• [Exercise aim] Please copy the data below word for word, from the line containing "One point belongs to each instance of the duck's head, shown" through the end of the data.

• [The data]
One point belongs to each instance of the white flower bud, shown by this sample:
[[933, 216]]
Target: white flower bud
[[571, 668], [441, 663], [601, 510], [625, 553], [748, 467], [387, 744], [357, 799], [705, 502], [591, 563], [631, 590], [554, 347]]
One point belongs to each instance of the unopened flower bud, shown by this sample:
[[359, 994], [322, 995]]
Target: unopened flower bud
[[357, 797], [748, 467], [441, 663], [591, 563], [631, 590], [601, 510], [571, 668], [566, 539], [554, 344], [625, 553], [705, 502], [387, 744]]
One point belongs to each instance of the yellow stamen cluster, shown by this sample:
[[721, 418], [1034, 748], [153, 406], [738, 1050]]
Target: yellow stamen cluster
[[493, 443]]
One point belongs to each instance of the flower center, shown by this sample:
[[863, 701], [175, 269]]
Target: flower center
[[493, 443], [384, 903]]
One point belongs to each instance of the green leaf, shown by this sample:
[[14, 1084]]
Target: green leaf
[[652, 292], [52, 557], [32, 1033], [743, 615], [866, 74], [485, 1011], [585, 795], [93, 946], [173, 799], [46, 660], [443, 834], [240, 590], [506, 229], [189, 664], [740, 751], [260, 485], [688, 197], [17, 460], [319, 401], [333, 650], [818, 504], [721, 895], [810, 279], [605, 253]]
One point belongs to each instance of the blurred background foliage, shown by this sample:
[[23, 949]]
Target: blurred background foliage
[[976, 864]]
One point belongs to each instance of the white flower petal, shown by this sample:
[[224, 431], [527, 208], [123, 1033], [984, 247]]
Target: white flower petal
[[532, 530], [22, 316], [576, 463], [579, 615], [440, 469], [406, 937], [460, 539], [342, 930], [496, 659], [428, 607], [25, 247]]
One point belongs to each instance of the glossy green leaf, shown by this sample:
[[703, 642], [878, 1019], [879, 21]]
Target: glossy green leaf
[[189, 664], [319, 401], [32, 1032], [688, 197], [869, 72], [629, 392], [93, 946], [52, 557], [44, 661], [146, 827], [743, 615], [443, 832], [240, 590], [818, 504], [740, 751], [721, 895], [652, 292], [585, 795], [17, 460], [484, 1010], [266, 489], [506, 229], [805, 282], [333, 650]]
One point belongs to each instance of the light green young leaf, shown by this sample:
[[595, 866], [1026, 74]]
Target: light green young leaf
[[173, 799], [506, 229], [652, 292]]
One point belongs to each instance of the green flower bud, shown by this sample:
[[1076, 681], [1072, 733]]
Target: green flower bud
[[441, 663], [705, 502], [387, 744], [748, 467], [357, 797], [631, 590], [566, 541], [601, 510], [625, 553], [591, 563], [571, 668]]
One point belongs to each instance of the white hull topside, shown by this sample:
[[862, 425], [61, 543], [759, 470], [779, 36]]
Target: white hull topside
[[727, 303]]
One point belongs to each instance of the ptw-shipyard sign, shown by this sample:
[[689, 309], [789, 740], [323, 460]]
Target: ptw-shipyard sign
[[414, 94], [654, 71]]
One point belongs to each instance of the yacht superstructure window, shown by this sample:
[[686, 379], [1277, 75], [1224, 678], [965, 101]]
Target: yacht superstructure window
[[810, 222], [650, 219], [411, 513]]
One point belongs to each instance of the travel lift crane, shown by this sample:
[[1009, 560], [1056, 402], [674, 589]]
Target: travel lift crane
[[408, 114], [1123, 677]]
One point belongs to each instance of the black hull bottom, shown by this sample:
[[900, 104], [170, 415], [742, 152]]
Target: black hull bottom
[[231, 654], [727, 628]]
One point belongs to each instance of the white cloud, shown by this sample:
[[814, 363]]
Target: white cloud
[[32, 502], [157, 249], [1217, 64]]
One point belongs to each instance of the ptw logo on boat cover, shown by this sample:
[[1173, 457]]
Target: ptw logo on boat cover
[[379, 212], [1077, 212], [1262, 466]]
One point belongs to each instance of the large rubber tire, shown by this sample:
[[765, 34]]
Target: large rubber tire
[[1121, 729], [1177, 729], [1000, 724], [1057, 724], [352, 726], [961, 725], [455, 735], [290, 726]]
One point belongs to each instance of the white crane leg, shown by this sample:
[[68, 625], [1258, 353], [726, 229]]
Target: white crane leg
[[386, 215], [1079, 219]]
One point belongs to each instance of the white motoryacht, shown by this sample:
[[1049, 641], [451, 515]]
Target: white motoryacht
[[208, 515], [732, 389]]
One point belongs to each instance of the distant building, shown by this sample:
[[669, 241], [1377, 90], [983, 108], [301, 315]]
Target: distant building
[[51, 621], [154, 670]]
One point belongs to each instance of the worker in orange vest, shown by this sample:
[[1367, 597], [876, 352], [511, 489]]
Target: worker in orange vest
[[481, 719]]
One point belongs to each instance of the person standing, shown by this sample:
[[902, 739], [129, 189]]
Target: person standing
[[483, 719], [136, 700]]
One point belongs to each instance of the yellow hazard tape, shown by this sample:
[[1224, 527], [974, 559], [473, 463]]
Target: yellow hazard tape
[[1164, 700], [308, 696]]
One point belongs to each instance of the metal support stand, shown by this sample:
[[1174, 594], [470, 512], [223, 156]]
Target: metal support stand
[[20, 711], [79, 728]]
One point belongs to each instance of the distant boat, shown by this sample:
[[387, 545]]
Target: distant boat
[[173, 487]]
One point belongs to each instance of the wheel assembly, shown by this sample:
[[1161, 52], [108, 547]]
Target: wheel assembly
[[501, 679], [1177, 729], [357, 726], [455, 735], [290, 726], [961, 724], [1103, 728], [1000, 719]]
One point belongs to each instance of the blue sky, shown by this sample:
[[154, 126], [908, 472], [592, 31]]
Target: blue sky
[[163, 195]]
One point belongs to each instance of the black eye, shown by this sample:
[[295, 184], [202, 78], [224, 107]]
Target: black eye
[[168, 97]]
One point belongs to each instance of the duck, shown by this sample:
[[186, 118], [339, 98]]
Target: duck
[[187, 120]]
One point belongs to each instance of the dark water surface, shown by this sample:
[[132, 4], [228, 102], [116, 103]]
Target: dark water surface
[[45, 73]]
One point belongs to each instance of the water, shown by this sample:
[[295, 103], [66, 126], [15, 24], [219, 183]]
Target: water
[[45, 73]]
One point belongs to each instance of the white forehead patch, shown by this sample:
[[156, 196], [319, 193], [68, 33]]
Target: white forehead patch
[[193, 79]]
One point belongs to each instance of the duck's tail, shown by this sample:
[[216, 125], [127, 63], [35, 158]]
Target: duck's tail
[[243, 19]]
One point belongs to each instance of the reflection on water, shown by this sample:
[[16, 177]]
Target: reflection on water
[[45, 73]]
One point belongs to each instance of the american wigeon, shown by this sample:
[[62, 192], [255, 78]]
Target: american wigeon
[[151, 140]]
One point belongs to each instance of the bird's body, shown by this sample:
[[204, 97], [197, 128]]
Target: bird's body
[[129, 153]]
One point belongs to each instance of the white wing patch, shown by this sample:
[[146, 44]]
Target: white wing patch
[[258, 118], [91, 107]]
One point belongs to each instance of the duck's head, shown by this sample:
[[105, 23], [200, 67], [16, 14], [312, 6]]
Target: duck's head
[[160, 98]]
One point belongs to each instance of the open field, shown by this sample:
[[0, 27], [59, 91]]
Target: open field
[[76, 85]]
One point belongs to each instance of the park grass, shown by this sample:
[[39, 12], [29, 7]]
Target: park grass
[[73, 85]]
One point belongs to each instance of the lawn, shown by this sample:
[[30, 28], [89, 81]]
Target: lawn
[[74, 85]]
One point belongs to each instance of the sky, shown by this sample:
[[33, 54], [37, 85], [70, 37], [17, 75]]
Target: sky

• [Response]
One point belongs to each instance of the duck's head, shown by this sample:
[[105, 23], [200, 67], [16, 14], [312, 6]]
Target: duck's head
[[160, 98]]
One point belongs to each instance of the open field, shown by this sample:
[[0, 27], [59, 91]]
Target: open field
[[76, 85]]
One point belongs to each instance of the park grass, shown by this sample:
[[39, 12], [29, 7]]
Target: park grass
[[73, 85]]
One point belongs to each instance of the lawn, shown by this sample:
[[30, 28], [89, 81]]
Target: lawn
[[74, 85]]
One point belongs to each instance of the sky, shown by this sample:
[[33, 54], [37, 85], [70, 37], [17, 75]]
Target: sky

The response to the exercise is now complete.